## What you need to do
Return the part of the biography of Miles Barnett starting with "New Zealand meteorologist and physicist (1901–1979)" and going on through "Meteorological Organization (WMO).", copied exactly.

New Zealand meteorologist and physicist (1901–1979)

Miles Aylmer Fulton Barnett (30 April 1901 – 27 March 1979) was a New Zealand meteorologist and physicist. Born in New Zealand, he obtained his Ph.D. at the University of Cambridge in the United Kingdom. He worked there on the propagation of radio waves and on the ionosphere. Later, he returned to New Zealand, where he helped with the development of the Meteorological Service—becoming its director in 1939, just before the start of World War II. After the War, he participated in the transition between the International Meteorological Organization (IMO) and the new United Nations World Meteorological Organization (WMO).

== Biography ==
Miles Aylmer Fulton Barnett was born on 30 April 1901 in Dunedin, New Zealand, the son of surgeon Louis Barnett and Mabel Violet Fulton. His brother was RAF Air Chief Marshall Denis Barnett.

=== Education ===
Barnett attended school in Christchurch, before entering the University of Otago, where he gained many scholarships in mathematics. In 1924, he graduated with an M.Sc. in Mathematics and Physics, writing a thesis about the equipment used by Professor Robert Jack in his experimental radio broadcasts of 1921 and 1922.

Barnett started his Ph.D. at Clare College, Cambridge, in 1924. In the Cavendish Laboratory, Professor Ernest Rutherford assigned him the study of the propagation of radio waves, through what became known later as the ionosphere, under the supervision of Edward Appleton. He was awarded the diploma in 1927 and elected a Fellow of the Institute of Physics in 1929.

=== Career ===
In 1927, Barnett took part in a scientific expedition to Greenland, and married Margaret Alice Tenison Dalton in October of the same year. Returning to New Zealand, he worked at the Wellington head office of the newly established Department of Scientific and Industrial Research (DSIR) on a variety of problems connected with geophysics, seismology, and radio research. In 1935, while in the United Kingdom, Barnett was appointed to the New Zealand Meteorological Service (then a branch of the DSIR) to develop aviation services. After his return, he trained staff, developed facilities, and prepared for trans-oceanic air services. In June 1939, following the death of Edward Kidson, he became Director of the Meteorological Service.

## Study material
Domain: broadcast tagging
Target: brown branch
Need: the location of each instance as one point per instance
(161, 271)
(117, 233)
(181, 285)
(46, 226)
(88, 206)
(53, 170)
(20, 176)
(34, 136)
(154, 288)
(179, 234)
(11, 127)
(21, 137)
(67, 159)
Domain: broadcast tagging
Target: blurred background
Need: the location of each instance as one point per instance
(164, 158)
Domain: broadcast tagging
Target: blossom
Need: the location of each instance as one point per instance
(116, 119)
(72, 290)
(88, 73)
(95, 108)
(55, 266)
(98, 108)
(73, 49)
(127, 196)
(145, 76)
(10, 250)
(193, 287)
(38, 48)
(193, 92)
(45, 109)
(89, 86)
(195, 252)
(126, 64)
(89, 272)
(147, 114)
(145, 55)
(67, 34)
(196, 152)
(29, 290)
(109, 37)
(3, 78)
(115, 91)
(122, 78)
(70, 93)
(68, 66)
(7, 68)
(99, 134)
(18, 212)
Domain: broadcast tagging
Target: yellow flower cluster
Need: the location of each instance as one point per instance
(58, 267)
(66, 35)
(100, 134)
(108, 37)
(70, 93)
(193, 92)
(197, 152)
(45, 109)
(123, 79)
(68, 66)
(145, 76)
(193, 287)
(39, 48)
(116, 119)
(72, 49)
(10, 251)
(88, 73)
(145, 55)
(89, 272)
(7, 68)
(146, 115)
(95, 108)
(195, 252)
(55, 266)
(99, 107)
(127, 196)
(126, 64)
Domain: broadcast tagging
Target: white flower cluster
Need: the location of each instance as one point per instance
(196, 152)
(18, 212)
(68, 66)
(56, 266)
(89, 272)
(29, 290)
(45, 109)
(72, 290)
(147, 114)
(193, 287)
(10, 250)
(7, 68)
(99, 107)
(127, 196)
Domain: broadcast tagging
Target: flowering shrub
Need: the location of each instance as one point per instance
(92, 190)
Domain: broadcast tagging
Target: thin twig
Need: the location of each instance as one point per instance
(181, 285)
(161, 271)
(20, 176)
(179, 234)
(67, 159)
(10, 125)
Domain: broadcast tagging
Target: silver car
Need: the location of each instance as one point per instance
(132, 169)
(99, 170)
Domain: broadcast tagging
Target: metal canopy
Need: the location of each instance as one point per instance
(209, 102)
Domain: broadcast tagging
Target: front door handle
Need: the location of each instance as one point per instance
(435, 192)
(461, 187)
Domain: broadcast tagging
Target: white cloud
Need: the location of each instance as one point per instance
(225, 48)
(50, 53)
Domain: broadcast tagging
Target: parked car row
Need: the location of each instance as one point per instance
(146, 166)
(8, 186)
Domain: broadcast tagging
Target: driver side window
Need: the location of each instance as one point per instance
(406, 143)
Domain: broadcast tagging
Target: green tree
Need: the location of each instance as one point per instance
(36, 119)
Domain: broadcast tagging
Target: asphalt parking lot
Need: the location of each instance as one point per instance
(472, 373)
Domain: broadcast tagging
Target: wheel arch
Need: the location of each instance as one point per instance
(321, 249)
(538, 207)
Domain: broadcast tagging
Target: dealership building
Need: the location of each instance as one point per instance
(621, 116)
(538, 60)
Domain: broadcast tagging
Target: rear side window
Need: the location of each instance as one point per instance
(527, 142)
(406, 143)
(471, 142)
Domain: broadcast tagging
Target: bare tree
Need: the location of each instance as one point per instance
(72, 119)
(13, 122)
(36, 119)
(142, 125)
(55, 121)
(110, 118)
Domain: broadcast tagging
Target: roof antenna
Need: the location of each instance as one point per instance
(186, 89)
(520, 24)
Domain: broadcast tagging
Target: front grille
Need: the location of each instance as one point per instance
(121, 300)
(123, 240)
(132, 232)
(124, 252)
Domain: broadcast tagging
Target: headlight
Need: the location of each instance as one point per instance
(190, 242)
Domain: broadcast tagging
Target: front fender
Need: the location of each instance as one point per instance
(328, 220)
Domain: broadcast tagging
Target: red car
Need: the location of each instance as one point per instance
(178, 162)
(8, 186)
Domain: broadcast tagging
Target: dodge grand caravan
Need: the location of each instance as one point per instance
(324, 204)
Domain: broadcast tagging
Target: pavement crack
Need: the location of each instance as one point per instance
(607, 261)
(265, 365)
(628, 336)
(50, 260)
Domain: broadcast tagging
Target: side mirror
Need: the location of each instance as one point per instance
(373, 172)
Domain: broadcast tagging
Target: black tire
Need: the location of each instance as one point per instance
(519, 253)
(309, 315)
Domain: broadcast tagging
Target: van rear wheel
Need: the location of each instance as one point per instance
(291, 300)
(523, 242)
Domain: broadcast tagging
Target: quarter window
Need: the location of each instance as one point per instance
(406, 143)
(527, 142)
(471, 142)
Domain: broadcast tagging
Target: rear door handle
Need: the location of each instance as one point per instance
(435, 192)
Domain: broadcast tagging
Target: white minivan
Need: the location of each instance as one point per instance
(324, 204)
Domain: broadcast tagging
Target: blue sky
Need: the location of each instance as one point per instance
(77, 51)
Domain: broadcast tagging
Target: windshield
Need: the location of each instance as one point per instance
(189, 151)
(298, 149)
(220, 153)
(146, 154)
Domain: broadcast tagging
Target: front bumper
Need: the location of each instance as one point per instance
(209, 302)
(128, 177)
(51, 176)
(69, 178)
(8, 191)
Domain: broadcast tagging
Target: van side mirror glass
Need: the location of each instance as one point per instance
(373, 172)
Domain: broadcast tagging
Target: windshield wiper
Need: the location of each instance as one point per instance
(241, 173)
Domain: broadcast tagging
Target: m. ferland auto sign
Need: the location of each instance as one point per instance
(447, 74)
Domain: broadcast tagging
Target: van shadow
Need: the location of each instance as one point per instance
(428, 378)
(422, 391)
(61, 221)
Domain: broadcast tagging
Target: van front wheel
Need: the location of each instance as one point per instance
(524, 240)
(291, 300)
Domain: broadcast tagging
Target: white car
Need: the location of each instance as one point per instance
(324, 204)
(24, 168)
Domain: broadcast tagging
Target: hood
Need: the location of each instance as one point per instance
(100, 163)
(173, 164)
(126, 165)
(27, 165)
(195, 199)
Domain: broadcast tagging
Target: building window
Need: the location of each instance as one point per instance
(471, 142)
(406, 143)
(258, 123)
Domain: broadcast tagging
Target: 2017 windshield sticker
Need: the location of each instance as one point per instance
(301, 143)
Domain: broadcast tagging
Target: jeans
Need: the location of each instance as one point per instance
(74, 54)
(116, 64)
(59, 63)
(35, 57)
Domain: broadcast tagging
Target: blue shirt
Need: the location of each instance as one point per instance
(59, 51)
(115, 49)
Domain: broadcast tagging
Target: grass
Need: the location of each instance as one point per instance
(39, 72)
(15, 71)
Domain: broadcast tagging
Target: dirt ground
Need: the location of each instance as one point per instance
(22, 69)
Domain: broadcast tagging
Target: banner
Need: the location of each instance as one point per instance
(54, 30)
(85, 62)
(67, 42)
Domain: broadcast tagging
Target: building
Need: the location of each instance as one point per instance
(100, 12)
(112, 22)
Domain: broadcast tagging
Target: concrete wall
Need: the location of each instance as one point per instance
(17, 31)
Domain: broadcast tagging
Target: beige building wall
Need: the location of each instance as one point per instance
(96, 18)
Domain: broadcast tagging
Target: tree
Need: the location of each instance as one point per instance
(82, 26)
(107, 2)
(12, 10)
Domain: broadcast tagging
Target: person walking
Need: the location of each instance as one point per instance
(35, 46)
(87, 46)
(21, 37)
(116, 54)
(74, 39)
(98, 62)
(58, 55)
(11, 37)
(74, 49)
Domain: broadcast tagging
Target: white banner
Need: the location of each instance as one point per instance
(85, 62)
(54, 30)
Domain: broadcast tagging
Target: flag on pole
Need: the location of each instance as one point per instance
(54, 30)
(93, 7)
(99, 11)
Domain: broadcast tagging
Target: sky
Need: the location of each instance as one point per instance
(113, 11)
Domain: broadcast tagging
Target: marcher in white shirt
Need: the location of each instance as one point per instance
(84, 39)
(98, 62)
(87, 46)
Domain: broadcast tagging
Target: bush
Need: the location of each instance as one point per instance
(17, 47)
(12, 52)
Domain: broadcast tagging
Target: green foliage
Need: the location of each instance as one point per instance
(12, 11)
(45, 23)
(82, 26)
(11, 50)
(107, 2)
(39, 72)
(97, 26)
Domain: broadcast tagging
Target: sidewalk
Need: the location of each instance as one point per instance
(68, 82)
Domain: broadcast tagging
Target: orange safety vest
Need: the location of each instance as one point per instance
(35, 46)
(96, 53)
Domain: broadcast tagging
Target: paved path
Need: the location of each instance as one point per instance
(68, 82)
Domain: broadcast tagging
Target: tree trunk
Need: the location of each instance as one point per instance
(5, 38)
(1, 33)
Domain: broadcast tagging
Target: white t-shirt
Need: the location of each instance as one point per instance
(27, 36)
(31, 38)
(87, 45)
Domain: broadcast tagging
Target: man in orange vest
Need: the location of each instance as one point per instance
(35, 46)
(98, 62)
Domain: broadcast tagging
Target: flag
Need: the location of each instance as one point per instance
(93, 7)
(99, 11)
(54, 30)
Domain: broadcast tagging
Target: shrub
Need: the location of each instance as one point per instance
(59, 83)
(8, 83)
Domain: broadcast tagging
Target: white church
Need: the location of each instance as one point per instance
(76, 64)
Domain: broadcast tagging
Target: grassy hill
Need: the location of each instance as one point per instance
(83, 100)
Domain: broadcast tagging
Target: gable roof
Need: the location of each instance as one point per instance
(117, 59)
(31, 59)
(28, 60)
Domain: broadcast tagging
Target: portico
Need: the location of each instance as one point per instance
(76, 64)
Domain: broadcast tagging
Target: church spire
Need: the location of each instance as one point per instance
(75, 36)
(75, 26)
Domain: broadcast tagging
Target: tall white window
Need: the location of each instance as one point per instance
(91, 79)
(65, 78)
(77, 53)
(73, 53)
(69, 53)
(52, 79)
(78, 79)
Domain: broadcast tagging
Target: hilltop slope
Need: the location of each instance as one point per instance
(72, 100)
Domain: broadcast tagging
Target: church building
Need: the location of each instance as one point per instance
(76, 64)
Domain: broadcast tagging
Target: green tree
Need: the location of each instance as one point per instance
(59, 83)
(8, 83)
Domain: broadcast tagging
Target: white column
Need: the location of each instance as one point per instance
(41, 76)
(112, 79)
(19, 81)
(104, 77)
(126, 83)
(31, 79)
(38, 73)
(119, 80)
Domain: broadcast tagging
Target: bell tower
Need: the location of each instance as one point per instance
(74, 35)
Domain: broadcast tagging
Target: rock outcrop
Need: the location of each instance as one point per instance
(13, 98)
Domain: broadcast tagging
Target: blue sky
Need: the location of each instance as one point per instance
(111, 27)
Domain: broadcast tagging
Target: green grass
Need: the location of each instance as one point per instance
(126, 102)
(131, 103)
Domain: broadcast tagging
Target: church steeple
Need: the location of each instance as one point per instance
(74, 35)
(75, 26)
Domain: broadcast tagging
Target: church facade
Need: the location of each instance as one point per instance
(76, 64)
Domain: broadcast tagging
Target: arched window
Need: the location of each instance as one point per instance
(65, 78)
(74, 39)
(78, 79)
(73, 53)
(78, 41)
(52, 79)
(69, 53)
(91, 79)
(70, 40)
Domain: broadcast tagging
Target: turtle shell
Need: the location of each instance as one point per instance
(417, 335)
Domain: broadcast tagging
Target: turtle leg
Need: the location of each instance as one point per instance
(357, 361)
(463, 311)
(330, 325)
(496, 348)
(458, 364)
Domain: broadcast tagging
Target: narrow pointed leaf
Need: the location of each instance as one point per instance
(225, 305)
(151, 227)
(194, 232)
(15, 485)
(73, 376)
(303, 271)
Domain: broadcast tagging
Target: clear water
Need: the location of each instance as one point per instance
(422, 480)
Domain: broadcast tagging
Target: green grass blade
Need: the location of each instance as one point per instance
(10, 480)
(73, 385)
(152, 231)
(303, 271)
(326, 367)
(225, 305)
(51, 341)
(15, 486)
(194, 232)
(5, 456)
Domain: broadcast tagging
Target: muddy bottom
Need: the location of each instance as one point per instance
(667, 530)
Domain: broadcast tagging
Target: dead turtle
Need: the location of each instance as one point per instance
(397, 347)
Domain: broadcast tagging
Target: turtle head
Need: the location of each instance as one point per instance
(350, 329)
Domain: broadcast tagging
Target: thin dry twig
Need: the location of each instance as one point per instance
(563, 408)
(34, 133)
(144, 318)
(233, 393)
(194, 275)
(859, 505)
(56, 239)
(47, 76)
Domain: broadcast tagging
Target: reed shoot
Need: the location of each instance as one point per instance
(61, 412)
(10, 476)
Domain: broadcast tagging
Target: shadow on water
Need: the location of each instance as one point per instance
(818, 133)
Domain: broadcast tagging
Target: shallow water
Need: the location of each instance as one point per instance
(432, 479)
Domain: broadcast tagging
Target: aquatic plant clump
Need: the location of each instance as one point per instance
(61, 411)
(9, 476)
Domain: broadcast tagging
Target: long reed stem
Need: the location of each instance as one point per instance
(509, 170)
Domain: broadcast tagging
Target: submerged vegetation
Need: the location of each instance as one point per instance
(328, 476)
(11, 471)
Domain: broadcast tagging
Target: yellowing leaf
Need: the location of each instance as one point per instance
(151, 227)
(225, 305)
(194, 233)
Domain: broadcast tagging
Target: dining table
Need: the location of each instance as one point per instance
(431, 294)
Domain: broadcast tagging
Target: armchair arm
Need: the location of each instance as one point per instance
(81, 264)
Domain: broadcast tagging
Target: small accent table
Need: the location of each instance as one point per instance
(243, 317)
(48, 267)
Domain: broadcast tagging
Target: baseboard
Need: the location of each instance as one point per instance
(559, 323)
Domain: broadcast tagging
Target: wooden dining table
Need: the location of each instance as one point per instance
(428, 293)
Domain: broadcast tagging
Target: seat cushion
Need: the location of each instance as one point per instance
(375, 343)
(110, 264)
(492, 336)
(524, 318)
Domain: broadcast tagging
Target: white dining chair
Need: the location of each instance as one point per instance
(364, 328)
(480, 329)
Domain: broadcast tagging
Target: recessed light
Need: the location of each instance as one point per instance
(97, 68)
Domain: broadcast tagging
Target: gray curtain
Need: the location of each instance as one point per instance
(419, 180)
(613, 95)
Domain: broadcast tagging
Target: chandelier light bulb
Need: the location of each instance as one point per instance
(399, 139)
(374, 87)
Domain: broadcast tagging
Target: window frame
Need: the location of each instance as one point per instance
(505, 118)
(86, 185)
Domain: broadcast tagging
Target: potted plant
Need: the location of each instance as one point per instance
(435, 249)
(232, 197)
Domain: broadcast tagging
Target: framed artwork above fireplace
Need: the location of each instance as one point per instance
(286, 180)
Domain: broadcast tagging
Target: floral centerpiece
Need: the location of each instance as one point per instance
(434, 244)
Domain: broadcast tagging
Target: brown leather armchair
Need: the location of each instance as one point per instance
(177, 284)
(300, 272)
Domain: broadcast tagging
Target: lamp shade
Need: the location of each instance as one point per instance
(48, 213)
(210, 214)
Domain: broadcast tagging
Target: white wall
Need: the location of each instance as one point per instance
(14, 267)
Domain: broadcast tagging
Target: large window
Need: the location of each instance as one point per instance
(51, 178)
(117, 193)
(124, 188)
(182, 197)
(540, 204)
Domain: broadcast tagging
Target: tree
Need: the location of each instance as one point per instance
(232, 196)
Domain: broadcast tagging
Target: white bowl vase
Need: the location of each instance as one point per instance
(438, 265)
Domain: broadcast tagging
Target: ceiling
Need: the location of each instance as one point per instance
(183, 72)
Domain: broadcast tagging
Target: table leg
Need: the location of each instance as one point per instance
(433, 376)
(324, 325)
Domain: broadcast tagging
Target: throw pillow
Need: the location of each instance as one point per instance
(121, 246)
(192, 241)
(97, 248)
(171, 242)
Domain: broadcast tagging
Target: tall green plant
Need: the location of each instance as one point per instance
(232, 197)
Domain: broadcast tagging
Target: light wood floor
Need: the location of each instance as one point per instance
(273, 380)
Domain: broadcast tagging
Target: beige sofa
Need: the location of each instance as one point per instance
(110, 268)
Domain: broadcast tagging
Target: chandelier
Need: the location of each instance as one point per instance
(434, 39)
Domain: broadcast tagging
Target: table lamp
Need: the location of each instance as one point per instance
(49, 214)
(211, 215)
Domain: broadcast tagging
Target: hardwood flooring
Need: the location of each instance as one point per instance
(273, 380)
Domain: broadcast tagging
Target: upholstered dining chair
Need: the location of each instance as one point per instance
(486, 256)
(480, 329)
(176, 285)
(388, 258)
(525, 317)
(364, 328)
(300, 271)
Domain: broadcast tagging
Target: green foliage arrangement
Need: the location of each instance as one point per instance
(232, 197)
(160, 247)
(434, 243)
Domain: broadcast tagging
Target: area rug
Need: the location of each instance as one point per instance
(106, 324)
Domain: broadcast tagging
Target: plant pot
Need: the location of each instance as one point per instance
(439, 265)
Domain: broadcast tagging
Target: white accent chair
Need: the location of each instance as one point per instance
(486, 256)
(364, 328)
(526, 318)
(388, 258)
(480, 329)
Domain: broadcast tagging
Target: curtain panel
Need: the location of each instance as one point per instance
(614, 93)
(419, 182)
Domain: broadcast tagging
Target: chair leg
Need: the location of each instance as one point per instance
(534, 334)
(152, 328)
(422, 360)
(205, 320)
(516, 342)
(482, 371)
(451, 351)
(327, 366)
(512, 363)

## Result of the exercise
New Zealand meteorologist and physicist (1901–1979)

Miles Aylmer Fulton Barnett (30 April 1901 – 27 March 1979) was a New Zealand meteorologist and physicist. Born in New Zealand, he obtained his Ph.D. at the University of Cambridge in the United Kingdom. He worked there on the propagation of radio waves and on the ionosphere. Later, he returned to New Zealand, where he helped with the development of the Meteorological Service—becoming its director in 1939, just before the start of World War II. After the War, he participated in the transition between the International Meteorological Organization (IMO) and the new United Nations World Meteorological Organization (WMO).